*Work instructions*
**a)** Can you retype the injunction passage between "District courts are" and "its desired goals).", inclusive?
**b)** What does the injunction passage say, in three sentences?

*Extract to read*
= = = =

District courts are afforded considerable discretion in framing injunctions. Ameron, Inc. v. U.S. Army Corps of Engineers, 787 F.2d 875, 887–90, adopted in part on reh'g by, 809 F.2d 979 (3d Cir.1986), cert. granted, 485 U.S. 958, 108 S.Ct. 1218, 99 L.Ed.2d 419 (1988), cert. dismissed, 488 U.S. 918, 109 S.Ct. 297, 102 L.Ed.2d 264 (1988) (citing Lemon v. Kurtzman, 411 U.S. 192, 200, 93 S.Ct. 1463, 36 L.Ed.2d 151 (1973)). “Nevertheless, injunctive relief should be no broader than necessary to provide full relief to the aggrieved party.” Ameron, 787 F.2d at 888 (citing Califano v. Yamasaki, 442 U.S. 682, 702, 99 S.Ct. 2545, 61 L.Ed.2d 176 (1979)); see Madsen v. Women's Health Ctr., Inc., 512 U.S. 753, 765, 114 S.Ct. 2516, 129 L.Ed.2d 593 (1994) (noting that an injunction should be no broader than necessary to achieve its desired goals).
In its Permanent Injunction, the District Court ordered CUNA to follow certain procedures to process the claims forms, including processing the forms in accordance with the District Court's guidelines and using only the Court's interpretation of “Total Disability.” Additionally, the District Court's Permanent Injunction provided that if a claimant opposed the outcome of CUNA's determination, he could file a motion for contempt with the District Court, which, after giving CUNA the opportunity to respond, would then review CUNA's denial of the claim for benefits. If the District Court determined that CUNA improperly denied benefits, it would award prejudgment interest to the claimant from the date of denial.

= = = =

*Dataset section*
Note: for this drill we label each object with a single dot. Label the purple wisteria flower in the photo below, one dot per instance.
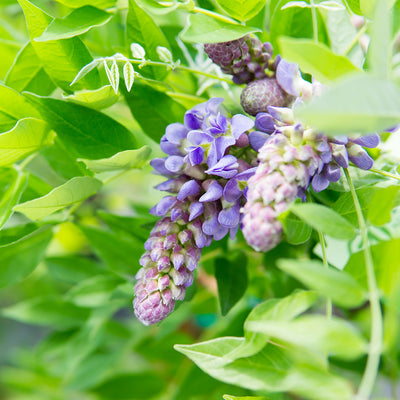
(206, 181)
(246, 58)
(291, 157)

= = = =

*The answers*
**a)**
District courts are afforded considerable discretion in framing injunctions. Ameron, Inc. v. U.S. Army Corps of Engineers, 787 F.2d 875, 887–90, adopted in part on reh'g by, 809 F.2d 979 (3d Cir.1986), cert. granted, 485 U.S. 958, 108 S.Ct. 1218, 99 L.Ed.2d 419 (1988), cert. dismissed, 488 U.S. 918, 109 S.Ct. 297, 102 L.Ed.2d 264 (1988) (citing Lemon v. Kurtzman, 411 U.S. 192, 200, 93 S.Ct. 1463, 36 L.Ed.2d 151 (1973)). “Nevertheless, injunctive relief should be no broader than necessary to provide full relief to the aggrieved party.” Ameron, 787 F.2d at 888 (citing Califano v. Yamasaki, 442 U.S. 682, 702, 99 S.Ct. 2545, 61 L.Ed.2d 176 (1979)); see Madsen v. Women's Health Ctr., Inc., 512 U.S. 753, 765, 114 S.Ct. 2516, 129 L.Ed.2d 593 (1994) (noting that an injunction should be no broader than necessary to achieve its desired goals).

**b)** District courts have considerable discretion in framing injunctions, but injunctive relief should be no broader than necessary to give the aggrieved party full relief. The District Court's Permanent Injunction ordered CUNA to process claims forms according to the court's guidelines and to use only the court's interpretation of "Total Disability." A claimant who opposed CUNA's determination could file a motion for contempt, and after CUNA had a chance to respond, the court would review the denial and award prejudgment interest from the date of denial if it found that benefits had been improperly denied.